··· PASSAGE PROVIDED

The Issue: United implemented a policy requiring vaccination of all employees. The policy permitted employees to apply for religious or medical exemptions. If an exemption was granted, United offered the accommodation of indefinite unpaid leave (though those with medical exemptions were permitted to use accumulated sick-leave pay until it was exhausted, followed by placement on indefinite unpaid leave).

The Claims: Plaintiffs filed suit on behalf of a putative class, arguing that United’s policy violated the ADA and Title VII by failing to reasonably accommodate employees and retaliating against employees who sought exemptions.

The Relief Sought: Plaintiffs want (1) certification of a class; (2) declaratory judgment that United violated Title VII and the ADA; (3) a temporary restraining order; (4) a preliminary injunction; (5) a permanent injunction; (6) damages; and (7) attorney's fees and costs.

Current Status:

  • TRO – GRANTED. In September, the parties stipulated that United would temporarily refrain from placing exempted employees on unpaid leave for not complying with the vaccine mandate; the Court thereafter entered several TROs extending the terms of the parties’ stipulation to avoid the risk of irreparable injury and maintain the status quo until the court could hold a hearing and rule on the motion for preliminary injunction.
  • Preliminary Injunction – DENIED. The Court found that Plaintiffs had failed to meet at least one of the elements required for the extraordinary remedy of a preliminary injunction: “(1) a substantial likelihood of success on the merits; (2) a substantial threat of irreparable injury; (3) the threatened injury to the movant outweighs the threatened harm to the party sought to be enjoined; and (4) granting the injunctive relief will not disserve the public interest.” Order at 5 (quoting City of Dallas v. Delta Air Lines, Inc., 847 F.3d 279, 285 (5th Cir. 2017)). Specifically, the Court found that Plaintiffs had failed to clearly carry their burden of showing they would suffer imminent, irreparable harm or injury. Each of the four theories put forth by the Plaintiffs as evidence of this irreparable injury—that they were faced with an “impossible choice” of taking a vaccine at the expense of their religious beliefs or facing indefinite unpaid leave; that they would lose seniority; that they would lose income, benefits and the downstream effects of income and benefits; and that their skill set would deteriorate during litigation—failed for different reasons. Because Plaintiffs failed to meet their burden with respect to one element required for issuance of a preliminary injunction, the Court declined to provide analysis of the remaining elements. However, the Court suggested that Plaintiffs’ arguments on those remaining criteria “appear compelling and convincing at this stage.”

······
··· EXERCISE DATA

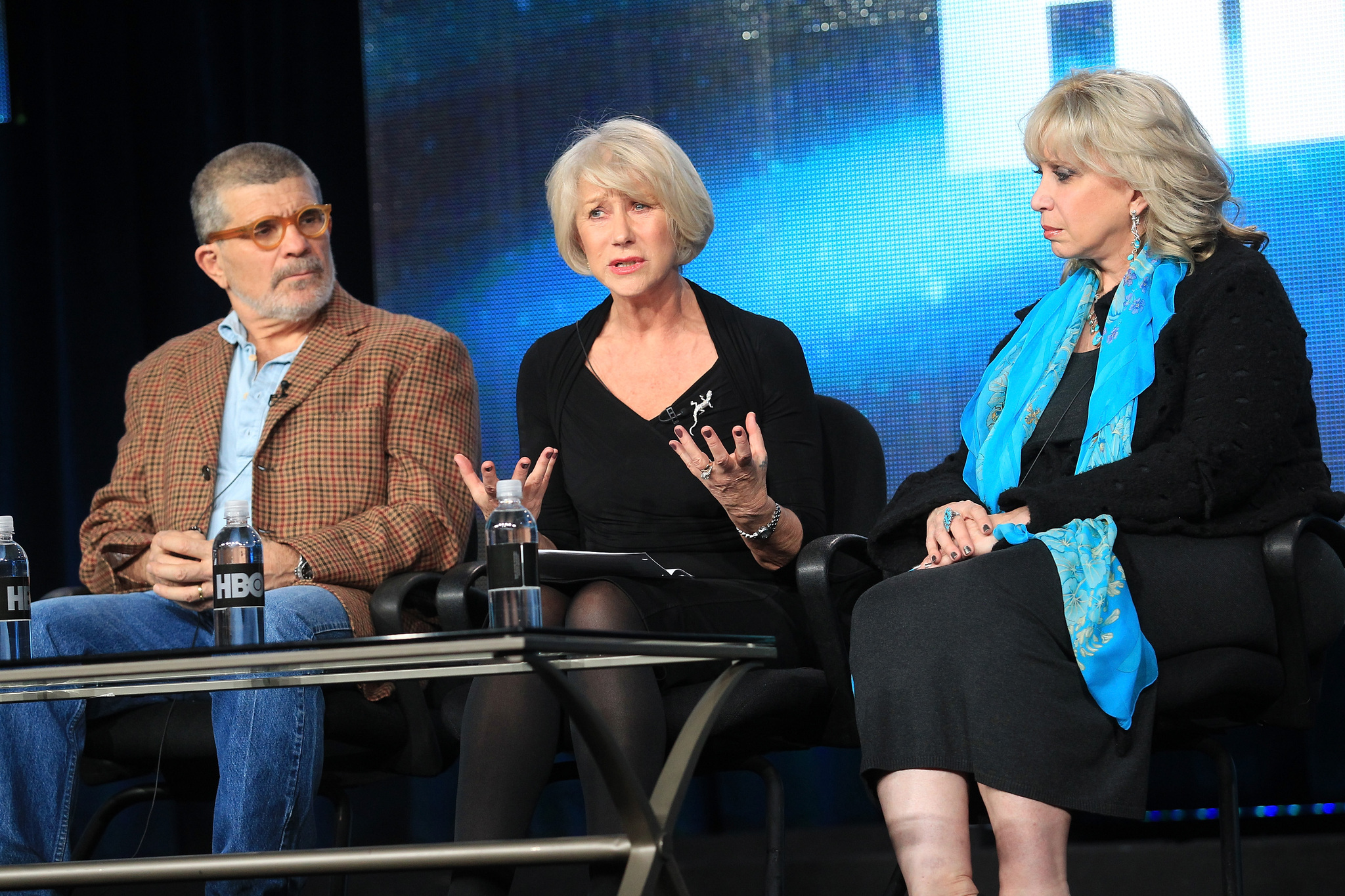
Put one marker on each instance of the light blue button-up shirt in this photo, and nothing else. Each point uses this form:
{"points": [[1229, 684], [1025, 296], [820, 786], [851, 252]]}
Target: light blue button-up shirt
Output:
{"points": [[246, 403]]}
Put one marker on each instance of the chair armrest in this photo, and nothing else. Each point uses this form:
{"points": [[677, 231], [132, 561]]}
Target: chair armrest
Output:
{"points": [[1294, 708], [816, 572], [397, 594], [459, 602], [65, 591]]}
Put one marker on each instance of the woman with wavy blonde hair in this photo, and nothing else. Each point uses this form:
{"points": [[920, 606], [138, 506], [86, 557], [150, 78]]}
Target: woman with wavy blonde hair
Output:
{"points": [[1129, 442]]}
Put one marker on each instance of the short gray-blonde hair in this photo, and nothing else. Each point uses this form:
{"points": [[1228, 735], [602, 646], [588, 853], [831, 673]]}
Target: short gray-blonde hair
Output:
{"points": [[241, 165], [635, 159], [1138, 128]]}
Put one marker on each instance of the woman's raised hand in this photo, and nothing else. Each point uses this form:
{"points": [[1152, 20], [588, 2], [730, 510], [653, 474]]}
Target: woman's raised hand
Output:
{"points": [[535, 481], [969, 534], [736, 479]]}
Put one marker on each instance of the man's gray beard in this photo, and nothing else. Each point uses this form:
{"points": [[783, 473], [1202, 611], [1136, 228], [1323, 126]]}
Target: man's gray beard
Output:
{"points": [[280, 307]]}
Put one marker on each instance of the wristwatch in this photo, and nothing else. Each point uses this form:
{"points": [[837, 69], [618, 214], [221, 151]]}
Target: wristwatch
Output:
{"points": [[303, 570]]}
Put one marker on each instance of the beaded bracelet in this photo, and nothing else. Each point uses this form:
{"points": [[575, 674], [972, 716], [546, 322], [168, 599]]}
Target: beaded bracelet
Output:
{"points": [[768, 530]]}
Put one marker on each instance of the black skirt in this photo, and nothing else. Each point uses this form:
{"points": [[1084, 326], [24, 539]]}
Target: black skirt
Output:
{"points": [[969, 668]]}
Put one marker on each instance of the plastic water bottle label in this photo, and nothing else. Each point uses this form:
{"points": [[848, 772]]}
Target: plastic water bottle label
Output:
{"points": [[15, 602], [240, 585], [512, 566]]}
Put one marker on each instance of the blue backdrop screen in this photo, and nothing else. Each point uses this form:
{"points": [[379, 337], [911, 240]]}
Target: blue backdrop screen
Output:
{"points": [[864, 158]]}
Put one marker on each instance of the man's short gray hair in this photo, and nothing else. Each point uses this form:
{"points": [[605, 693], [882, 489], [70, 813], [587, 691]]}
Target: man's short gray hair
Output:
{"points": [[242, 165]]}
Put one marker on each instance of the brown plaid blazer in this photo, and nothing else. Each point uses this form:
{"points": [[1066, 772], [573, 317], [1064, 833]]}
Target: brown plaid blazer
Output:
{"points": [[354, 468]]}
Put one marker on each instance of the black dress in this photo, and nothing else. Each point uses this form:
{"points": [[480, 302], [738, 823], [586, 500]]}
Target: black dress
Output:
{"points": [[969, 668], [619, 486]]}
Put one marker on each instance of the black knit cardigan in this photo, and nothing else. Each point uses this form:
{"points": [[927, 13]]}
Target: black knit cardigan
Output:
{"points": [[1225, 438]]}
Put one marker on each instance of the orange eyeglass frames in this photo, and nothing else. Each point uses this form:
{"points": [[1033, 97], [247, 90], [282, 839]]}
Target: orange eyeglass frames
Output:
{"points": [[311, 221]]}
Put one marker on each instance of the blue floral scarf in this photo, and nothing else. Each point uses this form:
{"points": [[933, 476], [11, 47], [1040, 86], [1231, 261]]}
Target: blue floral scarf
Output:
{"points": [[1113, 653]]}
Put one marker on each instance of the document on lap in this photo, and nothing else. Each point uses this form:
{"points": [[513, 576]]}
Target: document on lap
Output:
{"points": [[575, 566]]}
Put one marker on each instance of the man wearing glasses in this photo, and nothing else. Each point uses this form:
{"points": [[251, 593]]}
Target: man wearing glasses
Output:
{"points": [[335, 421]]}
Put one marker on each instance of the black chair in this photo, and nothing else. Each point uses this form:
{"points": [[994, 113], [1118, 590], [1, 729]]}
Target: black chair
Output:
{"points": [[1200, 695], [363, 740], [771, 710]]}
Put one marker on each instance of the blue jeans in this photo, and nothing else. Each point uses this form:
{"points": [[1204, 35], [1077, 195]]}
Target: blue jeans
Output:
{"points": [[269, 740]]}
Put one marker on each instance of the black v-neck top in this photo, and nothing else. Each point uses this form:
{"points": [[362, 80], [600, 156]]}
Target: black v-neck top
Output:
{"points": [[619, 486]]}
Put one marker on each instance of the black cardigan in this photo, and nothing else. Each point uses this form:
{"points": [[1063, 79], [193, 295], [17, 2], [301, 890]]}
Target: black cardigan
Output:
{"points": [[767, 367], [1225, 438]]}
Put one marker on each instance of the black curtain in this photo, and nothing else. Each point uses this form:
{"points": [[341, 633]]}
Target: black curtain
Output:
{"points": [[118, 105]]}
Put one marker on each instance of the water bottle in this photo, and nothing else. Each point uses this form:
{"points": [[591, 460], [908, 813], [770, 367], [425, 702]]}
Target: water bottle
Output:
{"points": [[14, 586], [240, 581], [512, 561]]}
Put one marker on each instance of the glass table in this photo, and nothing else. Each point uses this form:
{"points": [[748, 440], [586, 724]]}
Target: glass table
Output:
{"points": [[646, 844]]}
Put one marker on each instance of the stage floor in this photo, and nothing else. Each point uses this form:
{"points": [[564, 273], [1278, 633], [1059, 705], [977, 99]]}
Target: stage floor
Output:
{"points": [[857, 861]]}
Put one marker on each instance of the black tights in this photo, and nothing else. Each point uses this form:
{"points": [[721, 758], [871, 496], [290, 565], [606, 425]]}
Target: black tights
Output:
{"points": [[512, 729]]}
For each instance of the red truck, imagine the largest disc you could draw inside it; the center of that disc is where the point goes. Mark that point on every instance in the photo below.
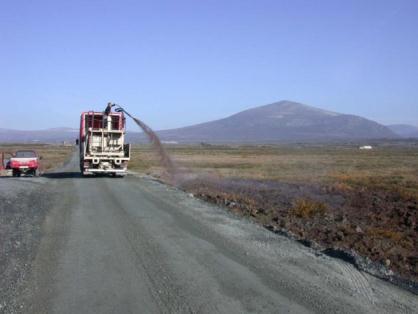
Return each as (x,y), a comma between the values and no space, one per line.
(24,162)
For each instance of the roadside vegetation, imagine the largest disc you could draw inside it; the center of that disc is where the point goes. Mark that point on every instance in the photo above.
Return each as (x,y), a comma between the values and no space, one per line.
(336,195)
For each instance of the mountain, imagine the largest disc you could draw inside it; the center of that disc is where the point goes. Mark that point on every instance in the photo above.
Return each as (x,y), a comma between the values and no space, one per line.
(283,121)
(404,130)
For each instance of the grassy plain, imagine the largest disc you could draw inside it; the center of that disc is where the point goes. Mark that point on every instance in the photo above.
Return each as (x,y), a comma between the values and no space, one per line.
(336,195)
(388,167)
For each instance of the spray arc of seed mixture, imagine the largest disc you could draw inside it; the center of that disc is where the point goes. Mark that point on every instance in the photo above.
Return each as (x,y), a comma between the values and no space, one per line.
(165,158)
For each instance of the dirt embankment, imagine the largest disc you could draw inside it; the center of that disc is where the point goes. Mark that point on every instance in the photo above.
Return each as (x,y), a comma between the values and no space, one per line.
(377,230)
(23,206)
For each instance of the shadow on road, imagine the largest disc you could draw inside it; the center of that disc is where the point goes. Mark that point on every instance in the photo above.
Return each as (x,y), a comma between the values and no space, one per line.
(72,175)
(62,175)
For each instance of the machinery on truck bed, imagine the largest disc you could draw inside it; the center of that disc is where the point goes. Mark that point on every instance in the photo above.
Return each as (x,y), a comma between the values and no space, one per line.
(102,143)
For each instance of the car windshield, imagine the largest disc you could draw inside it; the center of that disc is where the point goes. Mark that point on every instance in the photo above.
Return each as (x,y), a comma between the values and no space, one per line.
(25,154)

······
··· EXERCISE DATA

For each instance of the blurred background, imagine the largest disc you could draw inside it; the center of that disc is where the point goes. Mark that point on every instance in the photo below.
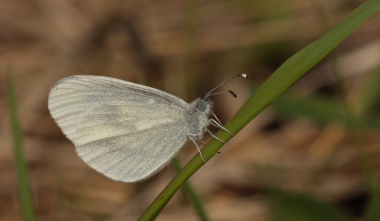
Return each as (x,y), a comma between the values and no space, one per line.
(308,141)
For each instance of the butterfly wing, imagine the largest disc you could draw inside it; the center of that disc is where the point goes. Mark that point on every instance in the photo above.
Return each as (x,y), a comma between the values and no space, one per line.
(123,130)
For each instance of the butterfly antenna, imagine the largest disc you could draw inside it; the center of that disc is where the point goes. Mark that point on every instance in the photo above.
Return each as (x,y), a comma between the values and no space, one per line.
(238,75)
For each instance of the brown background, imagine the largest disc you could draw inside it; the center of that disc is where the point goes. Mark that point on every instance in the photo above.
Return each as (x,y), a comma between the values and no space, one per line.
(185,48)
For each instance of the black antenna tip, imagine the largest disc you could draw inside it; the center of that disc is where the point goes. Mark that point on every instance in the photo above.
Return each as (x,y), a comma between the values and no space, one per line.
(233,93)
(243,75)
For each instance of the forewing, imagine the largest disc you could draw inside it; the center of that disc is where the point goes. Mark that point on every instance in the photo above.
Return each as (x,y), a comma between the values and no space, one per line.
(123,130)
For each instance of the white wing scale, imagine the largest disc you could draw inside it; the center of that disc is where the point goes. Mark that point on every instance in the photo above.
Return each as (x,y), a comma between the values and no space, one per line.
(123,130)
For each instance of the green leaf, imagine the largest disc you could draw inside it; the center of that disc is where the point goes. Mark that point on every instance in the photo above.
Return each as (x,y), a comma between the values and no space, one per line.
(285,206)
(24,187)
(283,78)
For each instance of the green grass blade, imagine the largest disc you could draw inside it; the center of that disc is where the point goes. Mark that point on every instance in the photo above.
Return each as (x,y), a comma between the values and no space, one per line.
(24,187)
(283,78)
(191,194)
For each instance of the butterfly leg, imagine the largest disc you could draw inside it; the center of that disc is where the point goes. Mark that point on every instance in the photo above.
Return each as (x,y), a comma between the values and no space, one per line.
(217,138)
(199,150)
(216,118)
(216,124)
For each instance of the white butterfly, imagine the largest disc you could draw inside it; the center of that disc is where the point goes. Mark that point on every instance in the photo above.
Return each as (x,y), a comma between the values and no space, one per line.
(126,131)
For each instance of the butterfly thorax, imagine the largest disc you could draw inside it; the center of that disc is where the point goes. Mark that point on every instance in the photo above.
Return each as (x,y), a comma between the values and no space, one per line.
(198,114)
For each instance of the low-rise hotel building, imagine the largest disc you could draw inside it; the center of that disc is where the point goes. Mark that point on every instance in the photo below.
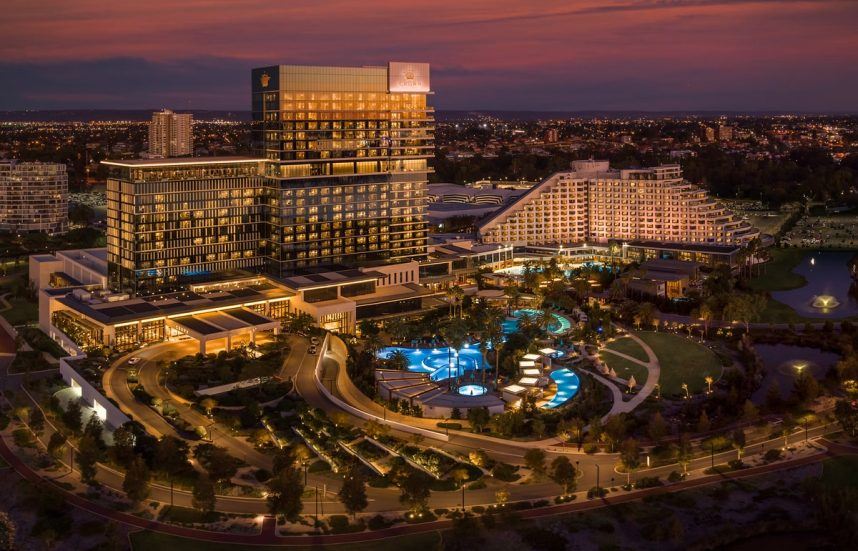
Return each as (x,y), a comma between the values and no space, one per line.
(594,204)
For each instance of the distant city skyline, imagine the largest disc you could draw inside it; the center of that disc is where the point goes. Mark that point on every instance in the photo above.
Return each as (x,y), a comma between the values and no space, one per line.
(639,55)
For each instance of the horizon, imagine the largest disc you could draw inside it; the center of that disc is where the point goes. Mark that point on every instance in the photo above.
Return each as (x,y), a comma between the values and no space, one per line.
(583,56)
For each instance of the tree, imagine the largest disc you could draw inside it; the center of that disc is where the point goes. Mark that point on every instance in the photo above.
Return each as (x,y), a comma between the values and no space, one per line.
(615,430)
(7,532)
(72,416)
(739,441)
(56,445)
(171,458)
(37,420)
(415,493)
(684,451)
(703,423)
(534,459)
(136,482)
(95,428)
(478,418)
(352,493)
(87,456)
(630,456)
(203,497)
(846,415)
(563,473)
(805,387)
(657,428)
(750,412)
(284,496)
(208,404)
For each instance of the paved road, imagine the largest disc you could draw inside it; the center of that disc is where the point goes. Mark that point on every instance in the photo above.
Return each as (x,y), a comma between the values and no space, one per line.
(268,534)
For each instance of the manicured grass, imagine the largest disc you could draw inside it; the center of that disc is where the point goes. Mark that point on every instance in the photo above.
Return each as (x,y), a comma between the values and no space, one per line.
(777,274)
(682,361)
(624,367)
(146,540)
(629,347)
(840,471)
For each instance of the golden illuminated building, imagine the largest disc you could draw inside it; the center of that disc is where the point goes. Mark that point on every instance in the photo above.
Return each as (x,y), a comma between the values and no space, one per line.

······

#### [EXERCISE PROMPT]
Copy the stretch of the United vaccine-policy lawsuit summary that begins at the words "The Claims: Plaintiffs" and ends after the words "who sought exemptions.".

#### [WRITTEN RESPONSE]
The Claims: Plaintiffs filed suit on behalf of a putative class, arguing that United’s policy violated the ADA and Title VII by failing to reasonably accommodate employees and retaliating against employees who sought exemptions.